» Segmentation labeling entries
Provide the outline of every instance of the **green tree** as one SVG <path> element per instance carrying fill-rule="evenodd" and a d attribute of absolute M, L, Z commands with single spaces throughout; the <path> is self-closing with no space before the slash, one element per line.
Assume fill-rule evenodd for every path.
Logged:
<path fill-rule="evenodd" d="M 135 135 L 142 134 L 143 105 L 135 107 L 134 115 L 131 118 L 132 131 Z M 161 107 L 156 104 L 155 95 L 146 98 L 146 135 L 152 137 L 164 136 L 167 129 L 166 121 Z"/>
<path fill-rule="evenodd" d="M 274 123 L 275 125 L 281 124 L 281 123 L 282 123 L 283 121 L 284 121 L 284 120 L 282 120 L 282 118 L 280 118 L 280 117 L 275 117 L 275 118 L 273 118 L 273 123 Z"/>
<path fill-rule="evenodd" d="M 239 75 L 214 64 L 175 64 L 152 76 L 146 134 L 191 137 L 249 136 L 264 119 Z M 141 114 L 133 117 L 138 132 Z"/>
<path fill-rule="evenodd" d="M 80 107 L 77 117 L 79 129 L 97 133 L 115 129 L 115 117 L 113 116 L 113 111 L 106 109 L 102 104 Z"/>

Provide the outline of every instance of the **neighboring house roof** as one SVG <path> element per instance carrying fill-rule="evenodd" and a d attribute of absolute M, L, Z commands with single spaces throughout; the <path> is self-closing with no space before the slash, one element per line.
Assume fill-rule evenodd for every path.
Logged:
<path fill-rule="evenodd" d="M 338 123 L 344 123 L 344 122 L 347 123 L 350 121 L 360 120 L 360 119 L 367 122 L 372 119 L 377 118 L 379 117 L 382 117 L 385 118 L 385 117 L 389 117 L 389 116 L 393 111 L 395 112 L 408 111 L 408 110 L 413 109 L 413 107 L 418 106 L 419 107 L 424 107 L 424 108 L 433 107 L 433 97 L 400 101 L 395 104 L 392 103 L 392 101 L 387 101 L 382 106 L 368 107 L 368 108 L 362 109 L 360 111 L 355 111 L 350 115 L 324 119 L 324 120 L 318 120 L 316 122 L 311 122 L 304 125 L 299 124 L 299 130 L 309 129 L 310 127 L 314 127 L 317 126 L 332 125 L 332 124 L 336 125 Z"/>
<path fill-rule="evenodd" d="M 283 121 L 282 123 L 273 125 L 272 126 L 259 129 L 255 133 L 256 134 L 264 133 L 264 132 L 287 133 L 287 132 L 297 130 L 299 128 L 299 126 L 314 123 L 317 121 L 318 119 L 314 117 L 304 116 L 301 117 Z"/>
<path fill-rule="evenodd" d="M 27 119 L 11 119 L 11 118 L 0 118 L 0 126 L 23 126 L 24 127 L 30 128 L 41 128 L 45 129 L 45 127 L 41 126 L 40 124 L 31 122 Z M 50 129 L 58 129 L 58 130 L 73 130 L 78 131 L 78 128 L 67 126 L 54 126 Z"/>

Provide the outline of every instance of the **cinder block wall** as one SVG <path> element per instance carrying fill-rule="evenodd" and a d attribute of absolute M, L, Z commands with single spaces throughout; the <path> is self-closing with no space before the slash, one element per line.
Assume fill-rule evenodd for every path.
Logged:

» What is asked
Reproduce every line of the listing above verbatim, from start to finish.

» Full answer
Provide the outline of every instance of the **green tree** as one SVG <path> element per instance carrying fill-rule="evenodd" and a d attribute of absolute M, L, Z commands with single spaces throughout; the <path> is self-closing with no space before the slash, one element per line.
Assume fill-rule evenodd for every path.
Logged:
<path fill-rule="evenodd" d="M 135 135 L 142 134 L 143 105 L 135 107 L 134 115 L 131 118 L 132 131 Z M 161 107 L 156 104 L 155 95 L 146 98 L 146 135 L 152 137 L 164 136 L 167 129 L 166 121 Z"/>
<path fill-rule="evenodd" d="M 274 123 L 275 125 L 281 124 L 281 123 L 282 123 L 283 121 L 284 121 L 284 120 L 282 120 L 282 118 L 280 118 L 280 117 L 275 117 L 275 118 L 273 118 L 273 123 Z"/>
<path fill-rule="evenodd" d="M 239 75 L 214 64 L 175 64 L 152 76 L 146 134 L 191 137 L 249 136 L 264 119 Z M 141 114 L 133 117 L 138 132 Z"/>
<path fill-rule="evenodd" d="M 80 107 L 77 117 L 79 129 L 97 133 L 115 129 L 115 117 L 113 116 L 113 111 L 106 109 L 102 104 Z"/>

Provide the outline of every instance of the **neighboring house roof** as one SVG <path> element per instance carrying fill-rule="evenodd" and a d attribute of absolute M, L, Z commands with single spaces throughout; the <path> is self-closing with no space before the slash, one element per line.
Assume fill-rule evenodd for every path.
Logged:
<path fill-rule="evenodd" d="M 338 123 L 344 123 L 344 122 L 347 123 L 350 121 L 360 120 L 360 119 L 367 122 L 372 119 L 377 118 L 379 117 L 382 117 L 385 118 L 385 117 L 389 117 L 389 116 L 393 111 L 395 112 L 408 111 L 408 110 L 413 109 L 413 107 L 418 106 L 419 107 L 424 107 L 424 108 L 433 107 L 433 97 L 400 101 L 395 104 L 392 103 L 392 101 L 387 101 L 382 106 L 368 107 L 368 108 L 362 109 L 360 111 L 355 111 L 350 115 L 324 119 L 324 120 L 318 120 L 316 122 L 311 122 L 304 125 L 299 124 L 299 130 L 309 129 L 310 127 L 314 127 L 317 126 L 332 125 L 332 124 L 336 125 Z"/>
<path fill-rule="evenodd" d="M 283 121 L 282 123 L 273 125 L 272 126 L 259 129 L 255 133 L 256 134 L 264 133 L 264 132 L 287 133 L 287 132 L 297 130 L 299 128 L 299 126 L 314 123 L 317 121 L 318 119 L 314 117 L 304 116 L 301 117 Z"/>
<path fill-rule="evenodd" d="M 27 119 L 11 119 L 11 118 L 0 118 L 0 126 L 23 126 L 24 127 L 30 128 L 41 128 L 45 129 L 45 127 L 41 126 L 40 124 L 31 122 Z M 50 129 L 58 129 L 58 130 L 73 130 L 78 131 L 78 128 L 67 126 L 54 126 Z"/>

Provide the outline of every instance of the **cinder block wall** as one SVG <path> element per instance carrying fill-rule="evenodd" and a d attribute of absolute M, L, Z commands with single spaces throughout; the <path> is self-closing with no space before the slash, one element per line.
Assume fill-rule evenodd for every path.
Logged:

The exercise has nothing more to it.